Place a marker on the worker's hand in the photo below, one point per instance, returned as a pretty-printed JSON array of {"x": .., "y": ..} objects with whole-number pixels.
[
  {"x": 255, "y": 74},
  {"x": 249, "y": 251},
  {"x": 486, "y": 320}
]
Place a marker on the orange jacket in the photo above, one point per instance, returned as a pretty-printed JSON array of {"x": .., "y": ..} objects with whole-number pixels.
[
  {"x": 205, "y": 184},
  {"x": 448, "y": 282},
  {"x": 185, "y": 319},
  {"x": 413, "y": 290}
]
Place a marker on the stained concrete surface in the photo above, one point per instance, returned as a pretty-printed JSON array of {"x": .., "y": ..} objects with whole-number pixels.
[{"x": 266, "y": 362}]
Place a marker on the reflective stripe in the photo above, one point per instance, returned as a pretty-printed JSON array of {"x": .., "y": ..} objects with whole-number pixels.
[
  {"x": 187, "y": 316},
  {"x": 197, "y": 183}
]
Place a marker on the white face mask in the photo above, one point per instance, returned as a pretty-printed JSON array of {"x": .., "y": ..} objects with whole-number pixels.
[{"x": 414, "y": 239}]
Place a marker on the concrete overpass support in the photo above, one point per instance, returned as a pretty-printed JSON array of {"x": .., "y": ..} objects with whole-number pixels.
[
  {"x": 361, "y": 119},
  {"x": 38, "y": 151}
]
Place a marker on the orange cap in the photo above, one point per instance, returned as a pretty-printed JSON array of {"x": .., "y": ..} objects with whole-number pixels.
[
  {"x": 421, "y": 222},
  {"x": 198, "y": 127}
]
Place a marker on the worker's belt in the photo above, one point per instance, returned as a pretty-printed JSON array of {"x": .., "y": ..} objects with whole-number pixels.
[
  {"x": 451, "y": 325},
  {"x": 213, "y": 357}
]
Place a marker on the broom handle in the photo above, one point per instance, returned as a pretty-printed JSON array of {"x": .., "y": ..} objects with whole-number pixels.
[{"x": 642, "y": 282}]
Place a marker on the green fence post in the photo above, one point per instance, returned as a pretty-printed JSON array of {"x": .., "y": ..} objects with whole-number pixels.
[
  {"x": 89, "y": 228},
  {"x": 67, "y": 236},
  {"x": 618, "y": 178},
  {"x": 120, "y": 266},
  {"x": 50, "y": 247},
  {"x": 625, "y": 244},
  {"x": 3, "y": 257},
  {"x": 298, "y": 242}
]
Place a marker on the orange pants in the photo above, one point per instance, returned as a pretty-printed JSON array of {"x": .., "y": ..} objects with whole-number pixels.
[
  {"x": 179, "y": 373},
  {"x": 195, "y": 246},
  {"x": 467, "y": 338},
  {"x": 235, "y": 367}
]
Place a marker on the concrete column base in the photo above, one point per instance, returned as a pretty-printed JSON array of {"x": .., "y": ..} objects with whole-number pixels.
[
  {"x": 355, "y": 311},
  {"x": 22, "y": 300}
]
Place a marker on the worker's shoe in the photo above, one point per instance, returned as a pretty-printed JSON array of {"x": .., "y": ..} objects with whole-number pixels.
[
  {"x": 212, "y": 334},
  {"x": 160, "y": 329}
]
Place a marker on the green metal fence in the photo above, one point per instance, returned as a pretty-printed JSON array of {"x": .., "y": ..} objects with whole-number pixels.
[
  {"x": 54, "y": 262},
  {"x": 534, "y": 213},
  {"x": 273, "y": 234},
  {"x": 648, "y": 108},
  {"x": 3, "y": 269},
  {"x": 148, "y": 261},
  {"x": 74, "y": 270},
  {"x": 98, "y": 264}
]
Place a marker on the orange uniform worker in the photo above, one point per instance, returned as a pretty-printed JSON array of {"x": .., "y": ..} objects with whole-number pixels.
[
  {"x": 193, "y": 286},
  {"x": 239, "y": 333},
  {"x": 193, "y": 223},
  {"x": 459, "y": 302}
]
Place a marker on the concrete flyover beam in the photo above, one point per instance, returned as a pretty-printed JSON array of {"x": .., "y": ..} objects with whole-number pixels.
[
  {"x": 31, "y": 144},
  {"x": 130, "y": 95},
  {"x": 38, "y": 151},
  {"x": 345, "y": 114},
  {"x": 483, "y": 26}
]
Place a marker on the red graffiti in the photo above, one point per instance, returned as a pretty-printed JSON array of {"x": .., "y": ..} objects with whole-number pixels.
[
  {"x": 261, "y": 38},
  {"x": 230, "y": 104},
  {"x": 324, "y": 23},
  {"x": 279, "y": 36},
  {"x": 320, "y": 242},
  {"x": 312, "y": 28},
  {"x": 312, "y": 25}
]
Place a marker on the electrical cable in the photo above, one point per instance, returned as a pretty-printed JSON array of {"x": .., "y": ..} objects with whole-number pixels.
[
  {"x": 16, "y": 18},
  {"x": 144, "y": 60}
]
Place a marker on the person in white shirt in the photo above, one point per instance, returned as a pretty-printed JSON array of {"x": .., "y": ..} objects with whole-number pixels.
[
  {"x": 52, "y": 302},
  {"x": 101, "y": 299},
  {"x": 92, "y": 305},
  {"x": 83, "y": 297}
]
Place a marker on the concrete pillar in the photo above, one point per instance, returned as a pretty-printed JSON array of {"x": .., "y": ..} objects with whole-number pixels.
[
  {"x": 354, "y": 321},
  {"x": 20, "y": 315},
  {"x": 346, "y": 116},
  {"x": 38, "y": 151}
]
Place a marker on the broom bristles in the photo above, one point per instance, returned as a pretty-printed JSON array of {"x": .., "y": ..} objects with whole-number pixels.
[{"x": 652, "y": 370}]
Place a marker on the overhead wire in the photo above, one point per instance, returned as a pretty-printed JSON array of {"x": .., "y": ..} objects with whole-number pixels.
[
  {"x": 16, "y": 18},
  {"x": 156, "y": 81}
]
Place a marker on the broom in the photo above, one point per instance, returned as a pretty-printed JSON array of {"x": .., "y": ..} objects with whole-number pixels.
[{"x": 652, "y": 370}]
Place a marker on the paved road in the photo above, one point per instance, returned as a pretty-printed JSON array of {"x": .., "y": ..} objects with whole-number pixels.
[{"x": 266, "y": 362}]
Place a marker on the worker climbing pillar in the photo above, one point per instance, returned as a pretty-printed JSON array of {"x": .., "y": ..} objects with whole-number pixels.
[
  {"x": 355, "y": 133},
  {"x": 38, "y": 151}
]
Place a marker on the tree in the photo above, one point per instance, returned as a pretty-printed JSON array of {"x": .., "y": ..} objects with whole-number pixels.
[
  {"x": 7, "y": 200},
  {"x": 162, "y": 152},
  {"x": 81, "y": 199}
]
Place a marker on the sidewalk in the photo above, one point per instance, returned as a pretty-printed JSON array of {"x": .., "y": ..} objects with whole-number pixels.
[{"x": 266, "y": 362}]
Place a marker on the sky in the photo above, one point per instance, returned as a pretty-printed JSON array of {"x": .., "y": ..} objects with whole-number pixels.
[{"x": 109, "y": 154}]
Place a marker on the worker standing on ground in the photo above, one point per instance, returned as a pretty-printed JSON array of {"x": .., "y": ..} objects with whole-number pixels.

===

§ TASK DIRECTIONS
Please reproduce all of the entries exactly as they stand.

§ WORKED SOLUTION
Place a marker on the worker's hand in the photo below, one point per instance, returned as a pretty-printed JSON array of {"x": .., "y": ..} objects with whole-number pixels.
[
  {"x": 255, "y": 74},
  {"x": 249, "y": 251},
  {"x": 486, "y": 320}
]
Place a marker on the orange jacket in the photo above, one point per instance, returned as a pretty-printed JSON array of {"x": .., "y": ..} objects with whole-number pixels.
[
  {"x": 205, "y": 184},
  {"x": 448, "y": 282},
  {"x": 185, "y": 319},
  {"x": 413, "y": 290}
]
Place a marker on the stained concrete surface in the photo above, one point per instance, returned as a pretty-printed JSON array of {"x": .., "y": ..} objects with whole-number pixels.
[{"x": 266, "y": 362}]
Place a marker on the reflective stripe in the photo above, one point per instance, returned as a pretty-printed JSON array of {"x": .., "y": ..} objects with whole-number pixels.
[
  {"x": 187, "y": 316},
  {"x": 197, "y": 183}
]
Place a marker on the white face mask in the photo above, one point per instance, returned as a pretty-printed JSON array of {"x": .., "y": ..} objects with whole-number pixels.
[{"x": 414, "y": 239}]
Place a marker on the concrete overpass support in the photo above, one point per instance, returned as a pretty-printed JSON array of {"x": .., "y": ..} objects with whole-number pixels.
[
  {"x": 361, "y": 119},
  {"x": 38, "y": 151}
]
Place a marker on the orange cap in the photo above, one point per instance, returned as a pretty-printed JSON array of {"x": .., "y": ..} objects with whole-number pixels.
[
  {"x": 421, "y": 222},
  {"x": 198, "y": 127}
]
Place a marker on the worker's belt in the photo above, one point per instance, returned as a pretty-printed JSON array of {"x": .., "y": ..} objects with whole-number pixels.
[
  {"x": 451, "y": 325},
  {"x": 213, "y": 357}
]
Place a marker on the broom handle in the photo above, one point per instance, returned as a pretty-printed JSON array of {"x": .., "y": ..} objects with whole-number pixels.
[{"x": 642, "y": 282}]
Place a marker on the green fence post in the photo above, one point per instance, returned as a pretty-printed JSON array of {"x": .., "y": ..} objects with whole-number pixels.
[
  {"x": 89, "y": 228},
  {"x": 67, "y": 236},
  {"x": 618, "y": 178},
  {"x": 120, "y": 266},
  {"x": 50, "y": 247},
  {"x": 625, "y": 244},
  {"x": 3, "y": 257},
  {"x": 298, "y": 242}
]
Place a marker on the orange pants in the photo above, one point per instance, returned as a pretty-printed JSON array of {"x": .., "y": ..} objects with whole-number pixels.
[
  {"x": 179, "y": 373},
  {"x": 195, "y": 246},
  {"x": 467, "y": 338},
  {"x": 235, "y": 367}
]
Place a marker on the concrete column base in the photo above, one point per instance, returned as a pretty-printed JSON array of {"x": .., "y": ..} objects with whole-number pixels.
[
  {"x": 355, "y": 311},
  {"x": 22, "y": 300}
]
Place a marker on the worker's shoe in the photo above, one point per instance, returned as a pretty-printed JSON array of {"x": .., "y": ..} objects with whole-number pixels.
[
  {"x": 212, "y": 334},
  {"x": 160, "y": 329}
]
Place a marker on the green metal fence in the photo above, one point per instance, returned as a pretty-printed JSON array of {"x": .., "y": ..} objects with whole-number pixels.
[
  {"x": 54, "y": 262},
  {"x": 534, "y": 213},
  {"x": 273, "y": 234},
  {"x": 648, "y": 108},
  {"x": 3, "y": 269},
  {"x": 148, "y": 261},
  {"x": 74, "y": 270},
  {"x": 98, "y": 264}
]
Place a marker on the orange uniform worker in the photo above, one point per instance, returned as a pretty-printed JSON array of {"x": .., "y": ..} objects with whole-number pixels.
[
  {"x": 193, "y": 286},
  {"x": 239, "y": 333},
  {"x": 193, "y": 223},
  {"x": 459, "y": 302}
]
Place a marker on the concrete flyover beam in the photo above, one point per instance, returned as a pretty-printed JSON array of {"x": .., "y": ..} objects with whole-number pixels.
[
  {"x": 31, "y": 144},
  {"x": 130, "y": 95},
  {"x": 38, "y": 151},
  {"x": 345, "y": 114},
  {"x": 483, "y": 26}
]
Place a marker on the red graffiti in the photo above, one point per instance, returned as a pretty-printed JSON array of {"x": .., "y": ..} objects with whole-number pixels.
[
  {"x": 261, "y": 38},
  {"x": 230, "y": 104},
  {"x": 324, "y": 23},
  {"x": 279, "y": 36},
  {"x": 320, "y": 242},
  {"x": 312, "y": 28},
  {"x": 312, "y": 25}
]
Place a marker on the electrical cable in the photo above, one point per instance, returned as a pretty-printed JSON array of {"x": .., "y": ..} objects with whole-number pixels.
[
  {"x": 16, "y": 18},
  {"x": 144, "y": 60}
]
Place a marker on the person in white shirt in the photo above, one point per instance, returned as a pretty-printed JSON array of {"x": .., "y": ..} objects with whole-number pixels.
[
  {"x": 52, "y": 302},
  {"x": 101, "y": 299},
  {"x": 92, "y": 305},
  {"x": 83, "y": 297}
]
Place a marker on the concrete pillar in the photo above, one point per instance, returned as a pretty-printed JSON array of {"x": .., "y": ..} objects with whole-number pixels.
[
  {"x": 354, "y": 321},
  {"x": 20, "y": 315},
  {"x": 346, "y": 116},
  {"x": 38, "y": 151}
]
Place a marker on the broom bristles in the photo above, one point per instance, returned as a pretty-printed JSON array of {"x": .., "y": ..} objects with whole-number pixels.
[{"x": 652, "y": 370}]
Place a marker on the overhead wire in the photo above, one point per instance, returned as a pretty-printed JSON array of {"x": .., "y": ..} objects with whole-number pixels.
[
  {"x": 16, "y": 18},
  {"x": 156, "y": 81}
]
Place a marker on the broom in the photo above, one point per instance, returned as a pretty-printed JSON array of {"x": .., "y": ..} objects with whole-number pixels.
[{"x": 652, "y": 370}]
Place a marker on the paved road in the photo above, one point per instance, returned as a pretty-printed JSON array of {"x": .., "y": ..} objects with whole-number pixels.
[{"x": 266, "y": 362}]
Place a marker on the worker climbing pillar in the photo above, one point per instance, returned as a pretty-printed JSON array of {"x": .., "y": ..} objects with whole-number pixels.
[
  {"x": 355, "y": 133},
  {"x": 38, "y": 151}
]
Place a marker on the tree in the photo above, one point per instance, returned as a pretty-printed JSON array of {"x": .., "y": ..} objects with whole-number pixels.
[
  {"x": 7, "y": 200},
  {"x": 162, "y": 152},
  {"x": 81, "y": 199}
]
Place a marker on the sidewalk in the photo above, one point per instance, returned as a pretty-printed JSON array of {"x": .., "y": ..} objects with whole-number pixels.
[{"x": 266, "y": 362}]
Place a marker on the sky in the photo above, one point per instance, returned as a pretty-printed JSON array of {"x": .., "y": ..} objects with whole-number pixels.
[{"x": 109, "y": 154}]
Place a marker on the worker standing on ground in the photo above, one point per instance, returned as a pretty-printed JSON array of {"x": .., "y": ..} objects with whole-number pixels.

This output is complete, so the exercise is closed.